▸ **Required action A**
Answer these questions from the passage about Herschel Walker and apes, one answer per line, marked (i), (ii) and (iii):
(i) What did Herschel Walker ask about apes?
(ii) According to the PBS FAQ quoted by The Hill, when did scientists believe the common ancestor of humans and modern African apes existed?
(iii) What time range does Politifact give for the split between humans and apes?
▸ **Required action B**
Carry on the passage about Herschel Walker and humans and apes, starting right after its last sentence.

Herschel Walker isn't the only one wrong about humans and apes

About a week ago there was a media flap when the leading Republican running for senator from Georgia, football great Herschel Walker, asked why there were still apes, if humans have evolved from apes. This is a common silly creationist talking point. It is usually stated as the question “why are there still monkeys”. There's really not much reason to spend time refuting it; it reflects an elementary misunderstanding of what evolutionary biologists say about human evolution.

But what was more astonishing was how our knowledgeable and sophisticated press explained the matter to its readers. Here are some jaw-dropping explanations:

  • CNN’s Editor-at-large Chris Cilizza explained here that “Humans and apes evolved from the same genetic ape ancestors, a species now long extinct. (It’s known as “common descent.”) We did not, however, evolve directly from the current occupants of your local zoo. They are one branch of descent from their ape ancestors. Humans are another.” And he quotes an evolutionary biologist, Fabio Mendes, as saying that “Humans and apes evolved from the same genetic ape ancestors, a species now long extinct. (It’s known as “common descent.”) We did not, however, evolve directly from the current occupants of your local zoo. They are one branch of descent from their ape ancestors. Humans are another.”
  • The digital media report The Hill played it safe, relying on PBS: “According to a PBS FAQ about evolution, “Humans are more closely related to modern apes … but we didn’t evolve from apes, either. Humans share a common ancestor with modern African apes. … Scientists believe this common ancestor existed 5 to 8 million years ago. Shortly thereafter, the species diverged into two separate lineages. One of these lineages ultimately evolved into gorillas and chimps, and the other evolved into early human ancestors called hominids.” (The PBS FAQ was actually from a 2001 science program “Evolution”, a series funded by a foundation of Paul Allen’s. It can be found here). It in turn has links to some respectable sources, some to the Talk.Origins site, which itself cites a couple of articles here at Panda’s Thumb.
  • A fact-checking site, Politifact, has its article here. It is slightly more vague on the issue, but does say that “Humans and the apes known today both evolved from ancient apes, who are now extinct. This split occurred between 6-8 million years ago based on genetic and fossil evidence. Over time, humans and apes have been evolving in their own ways to adapt in their respective environments.” and also that “Humans and modern-day apes both evolved from ancient apes, who are now extinct. Anthropologists using genetic and fossil evidence pinpoint it between 6-8 million years ago. Humans and the apes seen today evolved differently over time.”

The message is clear. Apes, who, us? We evolved from something, but it wasn’t an ape. Nosiree! Apes evolved separately from us, right?

Not right, of course. Which means we ought to discuss why so many people who know evolution happened can’t seem to say that we evolved from apes, that in fact we are apes.

▸ **Input data**
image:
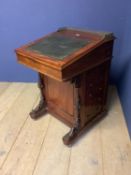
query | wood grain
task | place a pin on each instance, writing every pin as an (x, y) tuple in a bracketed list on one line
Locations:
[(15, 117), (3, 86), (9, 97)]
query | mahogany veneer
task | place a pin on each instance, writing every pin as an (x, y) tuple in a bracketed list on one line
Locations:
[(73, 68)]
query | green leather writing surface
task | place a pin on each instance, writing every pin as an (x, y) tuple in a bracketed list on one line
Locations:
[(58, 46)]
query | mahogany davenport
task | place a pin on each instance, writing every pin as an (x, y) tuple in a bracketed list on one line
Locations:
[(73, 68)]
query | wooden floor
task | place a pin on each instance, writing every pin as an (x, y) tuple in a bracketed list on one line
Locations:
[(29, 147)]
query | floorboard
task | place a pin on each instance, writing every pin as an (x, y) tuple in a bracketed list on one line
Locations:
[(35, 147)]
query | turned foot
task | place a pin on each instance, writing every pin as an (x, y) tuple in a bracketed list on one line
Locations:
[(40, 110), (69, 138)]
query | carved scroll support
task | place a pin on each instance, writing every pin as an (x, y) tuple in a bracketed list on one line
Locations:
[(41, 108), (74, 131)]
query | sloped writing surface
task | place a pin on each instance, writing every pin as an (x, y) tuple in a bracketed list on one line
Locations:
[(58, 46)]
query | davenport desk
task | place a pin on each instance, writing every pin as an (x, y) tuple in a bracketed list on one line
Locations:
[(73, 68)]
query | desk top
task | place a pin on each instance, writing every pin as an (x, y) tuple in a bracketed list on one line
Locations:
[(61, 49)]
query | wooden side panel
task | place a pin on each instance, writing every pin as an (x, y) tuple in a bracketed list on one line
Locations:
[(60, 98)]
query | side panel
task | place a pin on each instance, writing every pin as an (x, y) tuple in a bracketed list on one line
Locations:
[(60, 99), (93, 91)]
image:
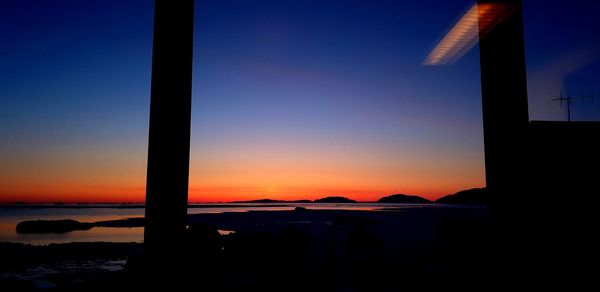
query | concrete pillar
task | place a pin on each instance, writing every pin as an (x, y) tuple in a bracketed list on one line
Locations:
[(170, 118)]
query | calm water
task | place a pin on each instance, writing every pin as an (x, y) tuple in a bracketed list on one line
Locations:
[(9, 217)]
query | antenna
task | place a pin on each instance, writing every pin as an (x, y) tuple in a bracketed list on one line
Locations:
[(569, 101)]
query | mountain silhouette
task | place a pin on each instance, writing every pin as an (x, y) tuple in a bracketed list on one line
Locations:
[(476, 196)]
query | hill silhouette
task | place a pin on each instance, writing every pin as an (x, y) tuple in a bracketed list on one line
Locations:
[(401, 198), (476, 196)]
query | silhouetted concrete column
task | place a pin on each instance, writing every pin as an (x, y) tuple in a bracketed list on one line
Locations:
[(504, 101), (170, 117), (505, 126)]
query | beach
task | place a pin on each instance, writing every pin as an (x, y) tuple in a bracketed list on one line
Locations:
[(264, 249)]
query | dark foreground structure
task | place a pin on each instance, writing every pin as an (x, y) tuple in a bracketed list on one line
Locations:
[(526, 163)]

▸ **Response box A**
(i) He asked why there were still apes, if humans have evolved from apes.
(ii) 5 to 8 million years ago.
(iii) Between 6 and 8 million years ago.

▸ **Response box B**
Let’s think about this …

A quick summary of the situation might be to note that

  1. About 60 years ago it was still thought that the most recent common ancestor of humans and apes lived 25 million years ago. That would place most apes in a sister-group to humans. It was thus possible to say that the common ancestor wasn’t an ape. This was much less upsetting to the public than saying that any of their ancestors had been apes.
  2. The “evolutionary systematics” position on classification, which was dominant then, did not require groups in the classification system to be monophyletic (to have their very own common ancestor). Apes could be placed in one group, humans in another, even though some of the descendants of the common ancestor of all apes included humans.
  3. By this point, biologists should have started admitting that humans were descended from apes. They sort-of did, though usually reassuring the public that they weren’t descended from any hairy and gross animal like present-day apes such as chimpanzees and gorillas. This evades the question of whether any of our ancestors were hairy and gross.
  4. But by the 1970s it was becoming clear that humans were in a clade that included chimps and gorillas. And that our lineage connected with apes less than 10 million years ago. And monophyletic classification (“phylogenetic systematics”) was becoming the dominant approach. In the 1980s it became clear that the lineage with the two species of chimpanzees was the sister lineage of hominids. From that point on, it was inevitable that popular-science discussions of human ancestry would finally admit that we had ancestors that were apes. And that we ourselves were apes. Jared Diamond was straightforward about that in his book The Third Chimpanzee: The Evolution and Future of the Human Animal in 1991. But Francisco Ayala was more circumlocuitous in his 2010 book Am I a Monkey? Six Big Questions about Evolution.

It has taken an extraordinary amount of time for popular writings in biology to admit that you not only have an inner fish, but an inner monkey and an inner ape.